ENTRIES SUPPLIED:
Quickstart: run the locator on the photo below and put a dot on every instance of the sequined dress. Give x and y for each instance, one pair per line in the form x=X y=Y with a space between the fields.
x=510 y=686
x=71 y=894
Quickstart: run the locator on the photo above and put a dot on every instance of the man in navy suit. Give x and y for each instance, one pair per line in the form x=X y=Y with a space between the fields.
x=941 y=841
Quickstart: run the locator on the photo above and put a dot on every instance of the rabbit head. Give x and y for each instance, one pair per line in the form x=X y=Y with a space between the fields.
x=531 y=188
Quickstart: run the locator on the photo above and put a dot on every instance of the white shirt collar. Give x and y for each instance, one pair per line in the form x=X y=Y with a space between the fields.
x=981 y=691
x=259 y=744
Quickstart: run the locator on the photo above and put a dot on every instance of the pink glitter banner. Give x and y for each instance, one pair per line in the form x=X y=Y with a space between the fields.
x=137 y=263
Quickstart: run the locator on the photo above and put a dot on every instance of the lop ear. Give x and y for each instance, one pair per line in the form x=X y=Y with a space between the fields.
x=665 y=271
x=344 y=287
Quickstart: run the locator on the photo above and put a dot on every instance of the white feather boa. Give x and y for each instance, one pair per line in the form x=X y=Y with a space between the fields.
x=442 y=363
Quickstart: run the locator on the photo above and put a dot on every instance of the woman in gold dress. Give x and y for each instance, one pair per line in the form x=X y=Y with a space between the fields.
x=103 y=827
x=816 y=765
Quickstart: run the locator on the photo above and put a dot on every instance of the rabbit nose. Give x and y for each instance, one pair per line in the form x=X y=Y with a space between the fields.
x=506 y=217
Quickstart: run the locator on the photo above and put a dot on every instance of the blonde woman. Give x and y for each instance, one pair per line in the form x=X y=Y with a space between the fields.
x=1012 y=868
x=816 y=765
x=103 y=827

STATED EXERCISE: Transcribe each entry precisely, missing none.

RESPONSE TO THIS EXERCISE:
Quickstart: run the locator on the photo below and put a dot on every instance of the sequined dress. Give x and y for each instance, one pair per line in the form x=X y=Y with a space between the fields.
x=510 y=686
x=71 y=894
Quickstart: run the locator on the photo above and put a dot on every instance of the man in navy suit. Give x and y for each instance, one pair per line in the form x=X y=Y with a space between the fields.
x=941 y=841
Quickstart: run the locator on the photo above and put a dot on every instance of the rabbit head. Give x and y for each instance, one pair per line in the form x=X y=Y with a space between the fields.
x=531 y=188
Quickstart: run the locator on the photo above and put a dot on every instance of the white shirt collar. Give x and y for each instance, one pair per line in the form x=X y=Y with a space between the fields.
x=981 y=691
x=259 y=744
Quickstart: run the locator on the photo above and put a dot on every instance of the pink glitter banner. Give x and y for each instance, one pair per line in the form x=X y=Y with a space between the fields.
x=137 y=263
Quickstart: run the locator on the photo above and put a dot on every instance of the lop ear. Give x and y for each instance, one pair per line in the form x=X y=Y with a space between the fields.
x=665 y=271
x=344 y=287
Quickstart: run the locator on the photo above and put a dot on every instance of the white feather boa. Give x and y for each instance, one pair per line in the form x=X y=Y with a space between the fields.
x=442 y=363
Quickstart: run the locator on the photo above and put a dot on every instance of the woman in gold dress. Give x and y for each instance, one pair per line in the form x=X y=Y with a space between the fields.
x=103 y=827
x=816 y=765
Quickstart: run the locator on the photo above and put a dot on every instance of the rabbit nose. Give x and y for each instance, one pair per line in the form x=X y=Y with a space between the fields.
x=506 y=217
Quickstart: run the locator on the photo above and put a dot on every instance of the blonde woman. Give x and y for each instance, one pair per line in the form x=X y=Y with a space between the fields.
x=1012 y=868
x=816 y=765
x=103 y=827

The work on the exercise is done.